* [Given data]
++++++++++++++++++++

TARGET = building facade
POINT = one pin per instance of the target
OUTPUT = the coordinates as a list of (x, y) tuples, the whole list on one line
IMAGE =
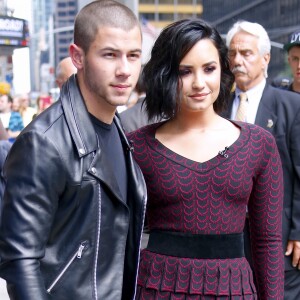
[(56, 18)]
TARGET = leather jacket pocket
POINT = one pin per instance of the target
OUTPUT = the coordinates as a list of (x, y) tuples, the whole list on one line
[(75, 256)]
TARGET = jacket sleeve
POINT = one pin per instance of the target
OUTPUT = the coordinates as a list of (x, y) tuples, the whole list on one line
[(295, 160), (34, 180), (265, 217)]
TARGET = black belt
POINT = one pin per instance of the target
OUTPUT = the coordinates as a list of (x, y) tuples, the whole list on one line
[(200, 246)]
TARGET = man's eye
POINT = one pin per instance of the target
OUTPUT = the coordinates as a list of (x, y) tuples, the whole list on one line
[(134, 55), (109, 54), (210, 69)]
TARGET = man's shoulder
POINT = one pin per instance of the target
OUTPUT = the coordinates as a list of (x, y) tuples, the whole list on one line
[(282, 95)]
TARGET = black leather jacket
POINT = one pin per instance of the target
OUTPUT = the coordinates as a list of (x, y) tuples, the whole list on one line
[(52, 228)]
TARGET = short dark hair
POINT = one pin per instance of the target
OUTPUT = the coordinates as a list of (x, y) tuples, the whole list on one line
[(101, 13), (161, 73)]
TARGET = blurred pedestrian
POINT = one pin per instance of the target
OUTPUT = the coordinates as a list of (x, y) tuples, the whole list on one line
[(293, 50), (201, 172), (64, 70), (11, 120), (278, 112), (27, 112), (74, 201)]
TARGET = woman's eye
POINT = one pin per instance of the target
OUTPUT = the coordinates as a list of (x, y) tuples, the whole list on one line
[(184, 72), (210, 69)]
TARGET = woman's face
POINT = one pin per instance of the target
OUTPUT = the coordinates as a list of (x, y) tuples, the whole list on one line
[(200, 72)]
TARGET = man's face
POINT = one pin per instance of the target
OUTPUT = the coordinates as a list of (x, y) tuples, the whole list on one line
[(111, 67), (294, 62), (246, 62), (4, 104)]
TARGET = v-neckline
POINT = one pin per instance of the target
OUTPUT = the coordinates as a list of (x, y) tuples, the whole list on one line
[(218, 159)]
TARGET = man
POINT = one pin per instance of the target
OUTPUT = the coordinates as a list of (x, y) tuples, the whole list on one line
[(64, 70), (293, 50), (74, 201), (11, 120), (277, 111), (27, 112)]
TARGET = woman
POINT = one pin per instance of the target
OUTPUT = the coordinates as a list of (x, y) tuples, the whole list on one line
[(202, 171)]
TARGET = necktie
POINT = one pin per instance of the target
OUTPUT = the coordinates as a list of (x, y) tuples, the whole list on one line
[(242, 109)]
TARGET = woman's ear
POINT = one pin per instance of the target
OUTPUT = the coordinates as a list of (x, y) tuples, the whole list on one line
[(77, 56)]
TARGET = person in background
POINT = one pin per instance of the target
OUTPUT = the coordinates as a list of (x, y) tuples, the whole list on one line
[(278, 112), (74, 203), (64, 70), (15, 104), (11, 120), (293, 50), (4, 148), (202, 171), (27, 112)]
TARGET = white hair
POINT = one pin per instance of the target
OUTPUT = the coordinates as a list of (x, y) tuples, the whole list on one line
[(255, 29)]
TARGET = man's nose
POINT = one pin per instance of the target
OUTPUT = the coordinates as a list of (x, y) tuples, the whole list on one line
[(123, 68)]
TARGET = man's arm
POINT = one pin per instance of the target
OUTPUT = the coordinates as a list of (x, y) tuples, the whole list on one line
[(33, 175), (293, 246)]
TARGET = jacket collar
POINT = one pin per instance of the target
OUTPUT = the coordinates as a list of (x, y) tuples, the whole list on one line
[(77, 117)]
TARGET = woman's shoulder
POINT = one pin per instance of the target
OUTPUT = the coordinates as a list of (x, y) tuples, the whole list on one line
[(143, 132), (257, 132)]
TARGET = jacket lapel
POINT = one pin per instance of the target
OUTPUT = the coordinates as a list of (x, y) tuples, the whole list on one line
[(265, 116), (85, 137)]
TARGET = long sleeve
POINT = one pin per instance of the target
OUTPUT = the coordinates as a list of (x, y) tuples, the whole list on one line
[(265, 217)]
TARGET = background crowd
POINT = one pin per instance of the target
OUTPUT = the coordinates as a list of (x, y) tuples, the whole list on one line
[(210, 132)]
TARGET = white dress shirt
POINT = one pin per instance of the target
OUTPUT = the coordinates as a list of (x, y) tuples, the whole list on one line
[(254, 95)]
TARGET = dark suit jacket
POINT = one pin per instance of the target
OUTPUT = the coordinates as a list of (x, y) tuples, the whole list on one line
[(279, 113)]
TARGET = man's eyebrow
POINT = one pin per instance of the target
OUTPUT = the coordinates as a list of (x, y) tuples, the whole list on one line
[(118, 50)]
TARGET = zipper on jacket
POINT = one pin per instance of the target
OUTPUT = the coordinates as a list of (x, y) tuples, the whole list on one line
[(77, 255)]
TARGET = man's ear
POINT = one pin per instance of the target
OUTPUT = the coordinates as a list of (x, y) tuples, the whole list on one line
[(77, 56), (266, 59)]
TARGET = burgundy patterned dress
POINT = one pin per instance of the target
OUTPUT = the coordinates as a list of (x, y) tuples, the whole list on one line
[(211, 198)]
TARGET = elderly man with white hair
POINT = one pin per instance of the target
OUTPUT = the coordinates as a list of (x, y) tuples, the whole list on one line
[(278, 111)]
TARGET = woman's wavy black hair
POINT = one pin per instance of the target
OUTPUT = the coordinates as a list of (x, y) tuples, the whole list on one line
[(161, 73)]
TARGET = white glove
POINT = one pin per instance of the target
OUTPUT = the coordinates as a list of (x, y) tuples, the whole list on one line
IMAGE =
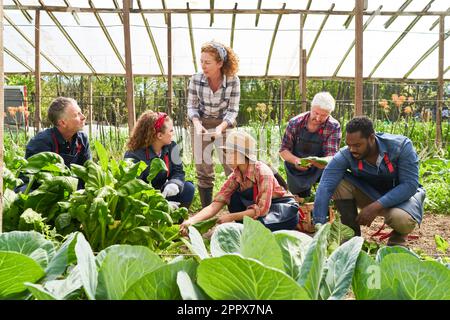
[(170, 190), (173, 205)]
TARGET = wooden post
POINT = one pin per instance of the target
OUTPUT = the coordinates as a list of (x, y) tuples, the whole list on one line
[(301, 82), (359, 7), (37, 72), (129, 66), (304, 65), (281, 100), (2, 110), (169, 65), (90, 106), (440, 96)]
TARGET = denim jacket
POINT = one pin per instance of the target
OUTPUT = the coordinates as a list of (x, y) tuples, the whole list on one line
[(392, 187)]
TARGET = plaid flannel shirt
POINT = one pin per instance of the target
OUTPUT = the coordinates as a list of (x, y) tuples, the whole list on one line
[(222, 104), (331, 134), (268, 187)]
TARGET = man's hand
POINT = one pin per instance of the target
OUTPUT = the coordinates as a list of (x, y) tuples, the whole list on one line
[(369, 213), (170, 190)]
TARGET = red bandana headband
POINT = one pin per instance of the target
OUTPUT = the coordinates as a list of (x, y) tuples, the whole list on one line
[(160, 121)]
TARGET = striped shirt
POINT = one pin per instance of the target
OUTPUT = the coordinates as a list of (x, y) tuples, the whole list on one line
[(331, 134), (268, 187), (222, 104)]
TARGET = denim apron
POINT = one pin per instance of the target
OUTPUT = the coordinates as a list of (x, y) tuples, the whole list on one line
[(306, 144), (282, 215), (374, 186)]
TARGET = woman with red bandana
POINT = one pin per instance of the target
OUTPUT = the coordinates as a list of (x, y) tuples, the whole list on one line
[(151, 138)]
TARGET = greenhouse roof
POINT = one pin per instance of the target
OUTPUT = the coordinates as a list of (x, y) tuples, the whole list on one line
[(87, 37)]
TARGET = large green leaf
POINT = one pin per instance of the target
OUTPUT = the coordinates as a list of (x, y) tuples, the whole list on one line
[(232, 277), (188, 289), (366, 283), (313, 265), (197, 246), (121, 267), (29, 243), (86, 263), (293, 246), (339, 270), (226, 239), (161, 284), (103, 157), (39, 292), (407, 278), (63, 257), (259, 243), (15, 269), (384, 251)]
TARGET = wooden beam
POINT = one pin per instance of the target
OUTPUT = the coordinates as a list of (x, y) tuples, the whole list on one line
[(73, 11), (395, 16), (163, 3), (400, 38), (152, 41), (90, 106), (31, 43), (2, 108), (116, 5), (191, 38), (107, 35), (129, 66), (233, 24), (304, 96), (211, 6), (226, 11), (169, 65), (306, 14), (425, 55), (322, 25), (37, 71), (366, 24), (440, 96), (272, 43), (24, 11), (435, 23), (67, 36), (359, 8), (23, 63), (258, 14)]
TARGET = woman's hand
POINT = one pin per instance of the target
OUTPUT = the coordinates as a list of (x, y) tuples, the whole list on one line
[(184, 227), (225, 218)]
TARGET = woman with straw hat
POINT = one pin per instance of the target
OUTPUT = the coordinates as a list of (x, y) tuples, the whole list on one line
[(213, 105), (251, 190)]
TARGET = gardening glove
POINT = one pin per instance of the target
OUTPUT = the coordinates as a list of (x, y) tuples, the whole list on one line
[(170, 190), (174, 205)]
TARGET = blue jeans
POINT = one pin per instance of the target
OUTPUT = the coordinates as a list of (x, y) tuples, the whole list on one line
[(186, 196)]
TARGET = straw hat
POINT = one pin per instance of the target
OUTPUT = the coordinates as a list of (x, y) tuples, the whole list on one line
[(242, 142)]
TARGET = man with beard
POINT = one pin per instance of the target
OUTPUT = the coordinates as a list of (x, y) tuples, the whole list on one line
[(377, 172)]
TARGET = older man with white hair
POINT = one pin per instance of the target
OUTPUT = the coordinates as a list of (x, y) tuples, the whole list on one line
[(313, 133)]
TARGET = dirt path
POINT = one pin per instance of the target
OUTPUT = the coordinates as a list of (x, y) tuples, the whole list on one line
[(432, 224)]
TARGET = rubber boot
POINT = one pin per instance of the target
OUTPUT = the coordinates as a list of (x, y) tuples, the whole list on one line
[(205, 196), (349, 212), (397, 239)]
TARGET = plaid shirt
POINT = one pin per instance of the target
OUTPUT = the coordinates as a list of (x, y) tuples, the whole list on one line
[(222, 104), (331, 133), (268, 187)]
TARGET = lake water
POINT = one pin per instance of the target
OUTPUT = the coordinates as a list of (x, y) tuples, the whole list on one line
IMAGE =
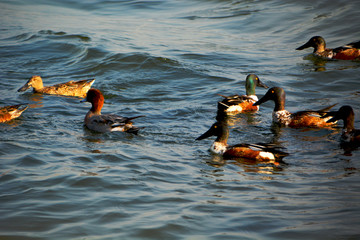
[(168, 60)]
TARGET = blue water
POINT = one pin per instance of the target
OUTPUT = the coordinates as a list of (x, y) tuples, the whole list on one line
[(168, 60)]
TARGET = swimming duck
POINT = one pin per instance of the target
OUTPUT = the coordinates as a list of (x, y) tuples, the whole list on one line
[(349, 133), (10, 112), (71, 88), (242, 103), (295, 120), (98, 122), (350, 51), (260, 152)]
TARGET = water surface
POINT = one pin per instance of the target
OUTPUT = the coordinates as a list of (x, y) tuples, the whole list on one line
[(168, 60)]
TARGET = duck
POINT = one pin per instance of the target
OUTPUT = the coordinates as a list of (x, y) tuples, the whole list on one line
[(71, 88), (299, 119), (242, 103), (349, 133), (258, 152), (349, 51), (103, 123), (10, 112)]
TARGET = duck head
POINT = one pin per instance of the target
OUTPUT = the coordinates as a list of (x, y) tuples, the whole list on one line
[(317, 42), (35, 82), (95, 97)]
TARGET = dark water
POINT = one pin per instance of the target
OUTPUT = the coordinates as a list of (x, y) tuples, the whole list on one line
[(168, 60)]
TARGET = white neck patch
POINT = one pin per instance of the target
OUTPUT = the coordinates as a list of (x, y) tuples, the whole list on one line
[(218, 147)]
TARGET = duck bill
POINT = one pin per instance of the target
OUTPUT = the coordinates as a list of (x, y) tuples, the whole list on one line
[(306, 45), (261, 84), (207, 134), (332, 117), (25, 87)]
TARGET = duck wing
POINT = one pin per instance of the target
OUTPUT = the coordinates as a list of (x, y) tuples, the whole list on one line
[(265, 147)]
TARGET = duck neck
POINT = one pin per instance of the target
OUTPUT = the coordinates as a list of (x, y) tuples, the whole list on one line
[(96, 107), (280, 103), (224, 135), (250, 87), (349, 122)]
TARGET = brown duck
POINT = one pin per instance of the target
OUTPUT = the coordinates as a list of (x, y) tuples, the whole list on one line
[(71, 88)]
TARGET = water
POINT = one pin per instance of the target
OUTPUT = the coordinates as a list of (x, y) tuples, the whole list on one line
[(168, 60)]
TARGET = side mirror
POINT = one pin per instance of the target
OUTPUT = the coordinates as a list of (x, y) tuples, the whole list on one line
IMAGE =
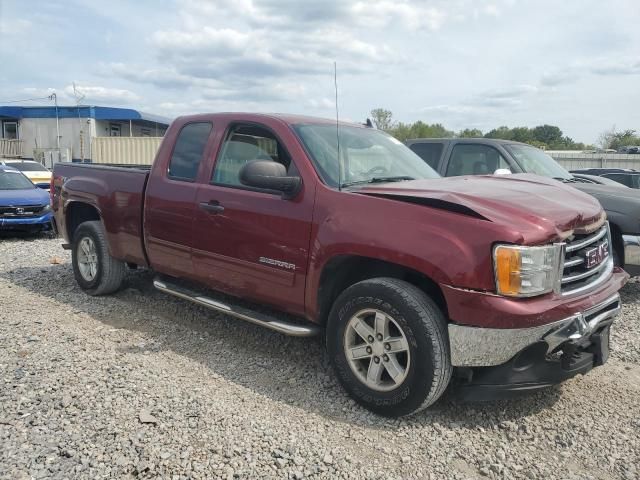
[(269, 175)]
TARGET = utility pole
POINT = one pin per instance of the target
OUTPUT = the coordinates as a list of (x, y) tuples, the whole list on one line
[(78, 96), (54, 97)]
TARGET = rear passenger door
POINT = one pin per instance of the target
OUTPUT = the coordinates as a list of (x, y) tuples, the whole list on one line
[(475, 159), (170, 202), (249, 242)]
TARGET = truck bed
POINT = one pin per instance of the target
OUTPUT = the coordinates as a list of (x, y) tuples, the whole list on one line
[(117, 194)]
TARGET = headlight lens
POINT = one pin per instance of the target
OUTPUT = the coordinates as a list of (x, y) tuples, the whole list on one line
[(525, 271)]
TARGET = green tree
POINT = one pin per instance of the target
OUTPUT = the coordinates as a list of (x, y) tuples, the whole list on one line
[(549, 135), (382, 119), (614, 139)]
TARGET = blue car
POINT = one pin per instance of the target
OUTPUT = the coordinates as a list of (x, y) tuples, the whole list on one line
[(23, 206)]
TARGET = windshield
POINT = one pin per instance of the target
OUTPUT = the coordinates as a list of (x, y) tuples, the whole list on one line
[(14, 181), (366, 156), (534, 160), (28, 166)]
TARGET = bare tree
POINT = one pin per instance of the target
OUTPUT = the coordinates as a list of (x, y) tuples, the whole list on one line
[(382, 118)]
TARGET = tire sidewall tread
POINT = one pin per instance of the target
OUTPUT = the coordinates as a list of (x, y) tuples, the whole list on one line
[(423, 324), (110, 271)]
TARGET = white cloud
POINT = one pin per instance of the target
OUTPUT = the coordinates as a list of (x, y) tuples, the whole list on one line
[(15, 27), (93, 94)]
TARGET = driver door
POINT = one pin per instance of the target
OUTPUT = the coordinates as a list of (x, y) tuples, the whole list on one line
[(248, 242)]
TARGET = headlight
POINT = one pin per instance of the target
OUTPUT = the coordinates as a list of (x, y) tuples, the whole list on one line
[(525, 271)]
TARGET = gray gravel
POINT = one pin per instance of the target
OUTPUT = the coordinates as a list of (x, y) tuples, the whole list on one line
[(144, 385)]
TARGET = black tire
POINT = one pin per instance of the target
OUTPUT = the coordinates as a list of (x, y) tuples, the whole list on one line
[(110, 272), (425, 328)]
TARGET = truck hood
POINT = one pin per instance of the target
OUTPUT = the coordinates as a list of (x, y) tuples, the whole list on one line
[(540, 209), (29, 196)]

++++++++++++++++++++

* [Problem to work on] Please pull out the rows beginning at the line that has "TARGET = woman's ear" and ending after the line that has "[(143, 132), (257, 132)]". Reproduce every line character for character.

* [Exercise output]
TARGET = woman's ear
POINT = one pin per instance of the target
OUTPUT = the coordinates as a list of (x, y) tuples, the whole list on one line
[(77, 56)]
TARGET = person in background
POINT = one pin per instance of the target
OUTPUT = the coordinates as a list of (x, y) tuples, the whole list on one line
[(278, 112), (74, 203), (64, 70), (15, 104), (11, 120), (293, 50), (4, 148), (202, 171), (27, 112)]
TARGET = white hair
POINT = one pin per instance of the target
OUTPUT = the coordinates as a list of (x, y) tuples, the whole list on one line
[(255, 29)]
TARGET = man's nose
POINT = one pin per instance of the target
OUTPUT = the coordinates as a list of (x, y) tuples, the whole list on one line
[(123, 68)]
TARGET = man's arm
POINT = one pin per instance of the target
OUTPUT = the coordinates as a list of (x, y) tuples, the whole list on one line
[(33, 175), (293, 246)]
TARGET = jacket collar
POINT = one pin per instance of the target
OUTPUT = the coordinates as a list of (x, y) tuples, the whole list on one line
[(77, 117)]
TARGET = woman's shoulder
POINT = one pin per instance of the target
OUTPUT = the coordinates as a list of (x, y) tuples, the whole list on one line
[(143, 132), (257, 132)]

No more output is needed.